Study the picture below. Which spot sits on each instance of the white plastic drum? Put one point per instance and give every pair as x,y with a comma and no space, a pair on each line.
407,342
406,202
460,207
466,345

* * *

Activity
Set down each record above without changing a single word.

Output below
Study the picture below. Which spot sits on each instance of the white plastic drum? Put one point per instance and give every pair as x,y with a comma and no space, a pair on each line.
407,342
406,202
460,207
466,345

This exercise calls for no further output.